» TASK
Please write what comes next in the first-person account below about Johnson's war on poverty and the HUD housing built along the Interstate in Gary, starting right after its final sentence.

» SELECTED EXCERPT
'''

It was around 50 years ago that Lyndon Johnson declared war
on poverty. I remember it well. At the time, I was earning barely enough to put
food on the table for my family – wife and three daughters. I didn’t consider
us as impoverished, but going to University full-time and working two jobs left
me tired and broke. A war on poverty didn’t sound so bad then.
Of course, the devil is always in the details. I soon found
out that a rising tide doesn’t always float all boats. Mine must have been
stuck in the mud.
Then President Johnson managed to create a HUD sponsored mortgage program for low-income applicants. It was the centerpiece of his war on poverty, intended to give everyone a chance at the American dream of home ownership. It sure gave the home construction industry a shot in the arm.
At that time, I lived in Indiana, just along the south end
of Lake Michigan and had to drive through the city of Gary along I-94 to get to
school and one of my jobs. Almost overnight the swampy and run-down area on
both sides of the Interstate became filled with houses.
In the ‘60s the demographic of Gary was about 70 percent
poor Blacks. President Johnson’s HUD program seemed to give nearly all of them
a fine new start in the brand new houses along the Interstate. The new
developments filled quickly, but within the next couple of years, the area
became increasingly depopulated. It wasn’t long until it could easily qualify
as a slum.

'''

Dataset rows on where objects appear
'''

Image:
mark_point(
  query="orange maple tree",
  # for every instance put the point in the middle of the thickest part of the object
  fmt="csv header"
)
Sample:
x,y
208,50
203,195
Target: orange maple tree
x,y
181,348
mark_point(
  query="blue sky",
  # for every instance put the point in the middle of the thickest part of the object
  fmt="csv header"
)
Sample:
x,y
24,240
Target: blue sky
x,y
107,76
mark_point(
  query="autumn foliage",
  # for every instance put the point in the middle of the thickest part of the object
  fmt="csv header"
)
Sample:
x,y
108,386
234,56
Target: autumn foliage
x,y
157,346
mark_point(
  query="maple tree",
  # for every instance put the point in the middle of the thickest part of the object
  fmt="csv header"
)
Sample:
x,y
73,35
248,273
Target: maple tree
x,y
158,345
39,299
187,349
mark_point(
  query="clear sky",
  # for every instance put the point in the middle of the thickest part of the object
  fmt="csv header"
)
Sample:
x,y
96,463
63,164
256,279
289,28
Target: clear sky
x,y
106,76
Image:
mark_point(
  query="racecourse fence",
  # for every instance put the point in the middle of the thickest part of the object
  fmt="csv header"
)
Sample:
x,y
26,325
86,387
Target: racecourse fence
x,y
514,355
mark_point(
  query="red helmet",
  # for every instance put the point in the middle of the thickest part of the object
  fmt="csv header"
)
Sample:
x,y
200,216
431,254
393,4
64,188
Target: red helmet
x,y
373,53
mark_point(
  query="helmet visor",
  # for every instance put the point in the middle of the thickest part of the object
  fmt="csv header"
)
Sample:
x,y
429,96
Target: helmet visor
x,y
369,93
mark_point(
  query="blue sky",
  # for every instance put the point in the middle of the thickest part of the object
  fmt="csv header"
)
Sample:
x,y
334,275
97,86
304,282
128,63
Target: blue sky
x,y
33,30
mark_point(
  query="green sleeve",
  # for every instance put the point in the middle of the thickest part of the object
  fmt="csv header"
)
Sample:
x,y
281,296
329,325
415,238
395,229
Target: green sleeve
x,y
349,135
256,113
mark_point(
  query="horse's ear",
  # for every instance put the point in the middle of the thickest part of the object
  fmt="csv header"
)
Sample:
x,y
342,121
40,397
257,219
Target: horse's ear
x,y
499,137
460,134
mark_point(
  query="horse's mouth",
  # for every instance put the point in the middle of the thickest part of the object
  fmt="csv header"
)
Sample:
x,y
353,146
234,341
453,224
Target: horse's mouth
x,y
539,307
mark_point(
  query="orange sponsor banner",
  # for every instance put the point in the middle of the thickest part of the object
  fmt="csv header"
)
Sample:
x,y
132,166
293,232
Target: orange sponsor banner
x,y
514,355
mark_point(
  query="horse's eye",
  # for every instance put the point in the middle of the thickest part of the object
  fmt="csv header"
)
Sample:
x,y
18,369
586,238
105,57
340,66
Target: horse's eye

'''

» EXERCISE RESULT
One day, as I drove by, I noticed heavy equipment leveling
the area where just a few years before they had built fine new houses.
If you can remember, the ‘60s was also a time when the civil rights movement provoked huge changes in the racial tenor of the country. When I applied for a HUD mortgage, I was turned down even though I am certain I made more money than many of the people in the Gary housing developments. HUD said I didn’t earn enough to qualify. Really? They might as well have said I wasn’t black enough.
After 50 years, I believe we can declare Mr. Johnson’s war
on poverty has fared no better than his war on Vietnam. Both were abject -- and costly -- failures.
In his recent State of the Union address, Mr. Obama
indicated that the middle-class is sinking ever deeper into the region of
poverty despite the government’s relentless attempts to regulate and tax the
life out of free enterprise. And now the Democrats are certain that raising the
minimum wage by phenomenal amounts will pull people out of poverty.
Obviously, you can always tell a socialist, but you can’t
tell them much. It looks like they will never learn that by strangling the life
force out of business they are merely hastening the departure of the
middle-class into poverty. Companies are not philanthropic enterprises created
for the sole purpose of providing jobs.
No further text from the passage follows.